■ Problems:
(A) Answer these from the fair-pairs notes:
(i) How long before this attempt did the previous, failed one happen?
(ii) In what way do both boundaries move, according to the hint that helped most?
(iii) In which language did the binary search attempt fail?
(B) Carry the fair-pairs notes further, starting after their last observation about binary search.

■ Excerpt provided:
==============================
Pairs a + b in lower..upper #medium #two_pointers

Intuition

This time I was able to solve it with hints. Previous time was a fail (5 month ago https://leetcode.com/problems/count-the-number-of-fair-pairs/solutions/6040302/kotlin-rust/).

The hints that helped the most:

• both boundaries move only in a single direction (you have to know how to use them though)

Here is my thougths rundown:

    // 0,1,7,4,4,5 3..6
    //     i
    //     how many visited numbers are in range
    //     3 <= x + a[i] <= 6
    //     3 - a[i] <= x <= 6 - a[i]
    // i
    // expect numbers in range
    // 3 <= a[i] + x <= 6
    // 3 - a[i]..6 - a[i] segment tree?
    //                    sort and binary search
    //
    // 0,1, 7,4,4,5         3..6
    // 3 2 -4
    // 4 3 -3
    // 5 4 -2
    // 6 5 -1

    // total n^2 pairs possible, i < j is irrelevant
    // 0 1 4 4 5 7   two-sum
    // l->          (increase left to make sum bigger)
    //         r->  (increase right to make sum bigger)
    // count of pairs > upper
    // count of pairs < lower

    // -2 -1 0 1 2       0..1
    //       * *
    //     *   *
    //     *     *
    //  *        *

    // 0 1 4 4 5 7   3..6
    // *             3..6       just move l and r, they always go to the left
    //   *           2..5  -1
    //     *        -1..2  -3
    //       *
    //         *    -2..1  -1
    //           *  -4..-1 -2

    // 1 2 5 7 9      11..11

My observations:

• i and j positions are irrelevant, we can safely sort
• we can do a binary search (I have failed to implement this in Kotlin)
==============================
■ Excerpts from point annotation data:
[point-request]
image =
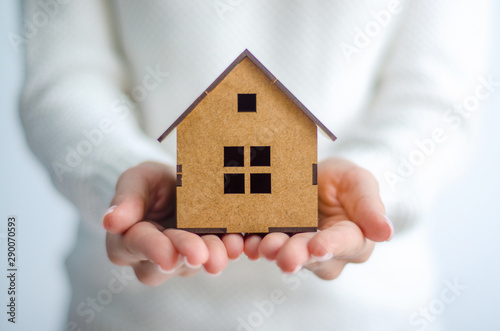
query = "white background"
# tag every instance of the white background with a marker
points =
(465, 219)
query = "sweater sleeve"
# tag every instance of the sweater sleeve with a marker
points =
(77, 116)
(418, 128)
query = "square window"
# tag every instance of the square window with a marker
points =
(233, 156)
(260, 183)
(260, 156)
(247, 102)
(234, 183)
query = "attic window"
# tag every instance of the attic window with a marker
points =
(247, 103)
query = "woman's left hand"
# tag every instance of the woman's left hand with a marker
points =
(351, 219)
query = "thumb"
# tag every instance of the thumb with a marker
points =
(129, 203)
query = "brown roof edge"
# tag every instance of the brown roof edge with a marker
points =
(246, 53)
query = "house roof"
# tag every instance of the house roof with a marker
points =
(269, 75)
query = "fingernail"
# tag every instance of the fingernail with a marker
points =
(216, 274)
(163, 271)
(109, 211)
(236, 259)
(189, 265)
(388, 221)
(325, 257)
(297, 269)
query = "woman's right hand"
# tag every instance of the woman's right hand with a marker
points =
(138, 235)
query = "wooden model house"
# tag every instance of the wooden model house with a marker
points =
(247, 156)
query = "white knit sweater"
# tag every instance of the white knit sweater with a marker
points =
(379, 74)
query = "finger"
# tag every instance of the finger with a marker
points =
(234, 245)
(327, 270)
(342, 240)
(141, 242)
(190, 245)
(271, 244)
(137, 188)
(252, 247)
(294, 253)
(359, 194)
(217, 259)
(149, 273)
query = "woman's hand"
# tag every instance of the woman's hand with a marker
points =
(142, 208)
(351, 219)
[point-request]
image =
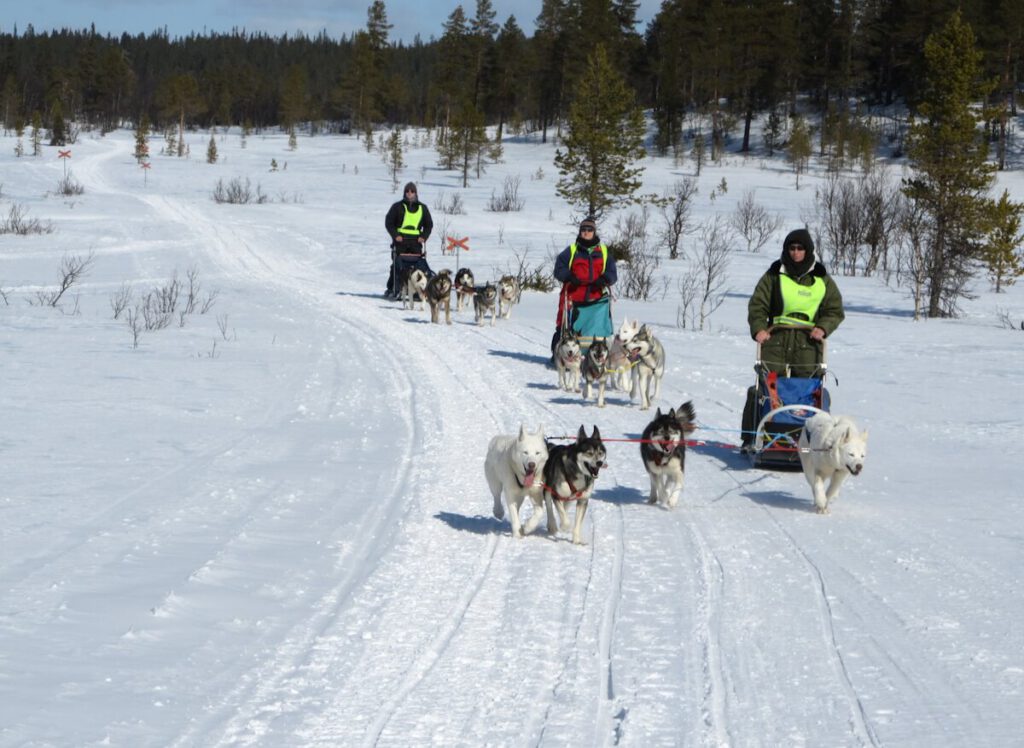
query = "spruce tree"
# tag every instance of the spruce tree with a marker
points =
(142, 138)
(948, 155)
(604, 141)
(799, 150)
(1001, 253)
(211, 150)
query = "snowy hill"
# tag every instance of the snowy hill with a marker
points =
(268, 524)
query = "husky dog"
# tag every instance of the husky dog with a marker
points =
(663, 449)
(439, 296)
(484, 301)
(508, 294)
(414, 284)
(463, 288)
(514, 466)
(830, 447)
(648, 355)
(569, 475)
(594, 370)
(567, 362)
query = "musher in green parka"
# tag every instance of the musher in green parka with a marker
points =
(797, 290)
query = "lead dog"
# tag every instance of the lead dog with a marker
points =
(663, 449)
(594, 370)
(830, 449)
(463, 288)
(484, 301)
(508, 294)
(647, 355)
(567, 362)
(439, 296)
(569, 475)
(414, 283)
(513, 467)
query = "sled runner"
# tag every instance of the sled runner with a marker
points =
(776, 408)
(403, 261)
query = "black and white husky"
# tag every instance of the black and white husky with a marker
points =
(439, 296)
(513, 467)
(663, 449)
(595, 370)
(464, 285)
(569, 475)
(485, 301)
(414, 284)
(568, 361)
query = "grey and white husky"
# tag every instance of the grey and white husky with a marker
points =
(414, 283)
(439, 296)
(513, 467)
(663, 449)
(508, 294)
(594, 370)
(568, 361)
(569, 475)
(464, 288)
(647, 355)
(485, 301)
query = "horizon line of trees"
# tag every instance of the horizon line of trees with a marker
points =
(701, 67)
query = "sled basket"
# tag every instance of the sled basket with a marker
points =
(783, 404)
(591, 321)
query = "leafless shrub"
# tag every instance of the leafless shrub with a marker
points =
(208, 302)
(676, 213)
(710, 267)
(73, 268)
(222, 325)
(754, 222)
(133, 318)
(70, 185)
(16, 222)
(120, 300)
(688, 287)
(536, 278)
(451, 205)
(238, 192)
(509, 201)
(638, 258)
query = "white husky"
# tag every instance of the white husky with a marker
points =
(414, 286)
(514, 465)
(830, 447)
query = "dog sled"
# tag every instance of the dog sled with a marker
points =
(402, 262)
(777, 407)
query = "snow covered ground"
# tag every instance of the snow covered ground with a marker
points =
(269, 526)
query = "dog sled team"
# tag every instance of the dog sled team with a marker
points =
(785, 422)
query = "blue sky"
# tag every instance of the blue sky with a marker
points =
(336, 16)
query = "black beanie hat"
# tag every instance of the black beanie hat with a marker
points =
(803, 237)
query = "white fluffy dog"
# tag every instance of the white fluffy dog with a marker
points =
(514, 466)
(830, 449)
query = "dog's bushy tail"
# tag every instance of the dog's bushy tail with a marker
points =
(686, 416)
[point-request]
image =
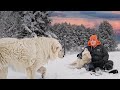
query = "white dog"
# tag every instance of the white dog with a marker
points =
(79, 63)
(28, 54)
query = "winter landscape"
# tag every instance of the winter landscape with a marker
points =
(72, 29)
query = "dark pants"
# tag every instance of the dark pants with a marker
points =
(106, 65)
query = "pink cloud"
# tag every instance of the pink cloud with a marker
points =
(87, 22)
(77, 21)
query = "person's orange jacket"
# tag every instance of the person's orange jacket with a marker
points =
(94, 37)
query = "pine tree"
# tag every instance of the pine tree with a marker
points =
(107, 35)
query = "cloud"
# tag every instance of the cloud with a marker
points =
(108, 15)
(102, 15)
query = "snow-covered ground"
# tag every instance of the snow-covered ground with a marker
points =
(59, 69)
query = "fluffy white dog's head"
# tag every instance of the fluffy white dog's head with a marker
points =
(86, 53)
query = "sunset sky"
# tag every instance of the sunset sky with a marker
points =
(87, 18)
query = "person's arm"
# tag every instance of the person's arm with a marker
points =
(105, 56)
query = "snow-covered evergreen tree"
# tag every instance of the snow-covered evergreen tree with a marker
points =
(107, 35)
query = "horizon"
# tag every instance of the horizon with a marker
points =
(90, 19)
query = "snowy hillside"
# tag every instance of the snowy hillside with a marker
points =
(59, 69)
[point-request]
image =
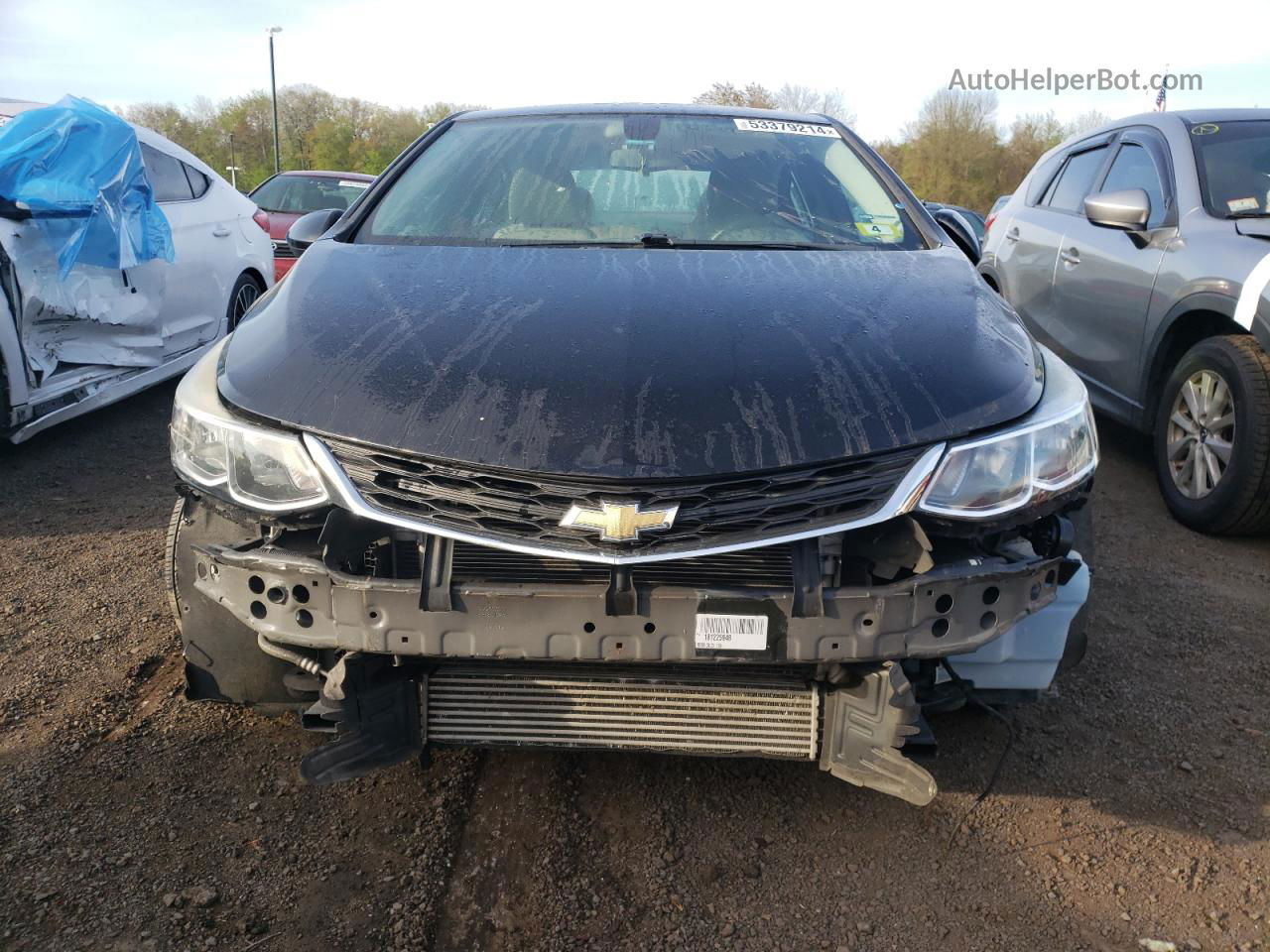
==============================
■ Responses:
(A)
(i) Five months earlier.
(ii) Only in a single direction.
(iii) Kotlin.

(B)
• we can move both borders left as we go right
• for count lower..upper we may apply count(upper) - count(lower) rule

Approach

• let’s implement everything and see what’s the best

Complexity

• Time complexity: \(O(nlog(n))\)

• Space complexity: \(O(1)\)

Code

    fun countFairPairs(n: IntArray, lower: Int, upper: Int): Long {
        n.sort(); val n = n.asList()
        return n.withIndex().sumOf { (i, x) -> 1L *
            max(i + 1, -n.binarySearch { if (it <= upper - x) -1 else 1 } - 1) -
            max(i + 1, -n.binarySearch { if (it < lower - x) -1 else 1 } - 1)
        }
    }

    fun countFairPairs(n: IntArray, lower: Int, upper: Int): Long {
        n.sort(); var r = 0L; val n = Array(n.size) { n[it] }
        val cmp = Comparator<Int> { a, b -> if (a < b) -1 else 1 }
        for (i in 0..<n.size) r -=
            Arrays.binarySearch(n, i + 1, n.size, upper - n[i] + 1, cmp) -
            Arrays.binarySearch(n, i + 1, n.size, lower - n[i], cmp)
        return r
    }

    fun countFairPairs(n: IntArray, lower: Int, upper: Int): Long {
        n.sort(); var l = n.size - 1; var r = l
        return (0..r).sumOf { i ->
            while (l > i && n[l] + n[i] >= lower) l--
            while (r > l && n[r] + n[i] > upper) r--
            1L * max(i, r) - max(i, l)
        }
    }

    fun countFairPairs(n: IntArray, lower: Int, upper: Int): Long {
        n.sort(); var res = 0L; var l = n.size - 1; var r = l
        for (i in 0..r) {
            while (l > i && n[l] + n[i] >= lower) l--
            while (r > l && n[r] + n[i] > upper) r--
            if (r <= i) break; res += r - max(i, l)
        }
        return res
    }

    fun countFairPairs(n: IntArray, lower: Int, upper: Int): Long {
        fun cnt(max: Int): Long {
            var res = 0L; var l = 0; var r = n.size - 1
            while (l < r) if (n[l] + n[r] > max) r-- else res += r - l++
            return res
        }
        n.sort(); return cnt(upper) - cnt(lower - 1)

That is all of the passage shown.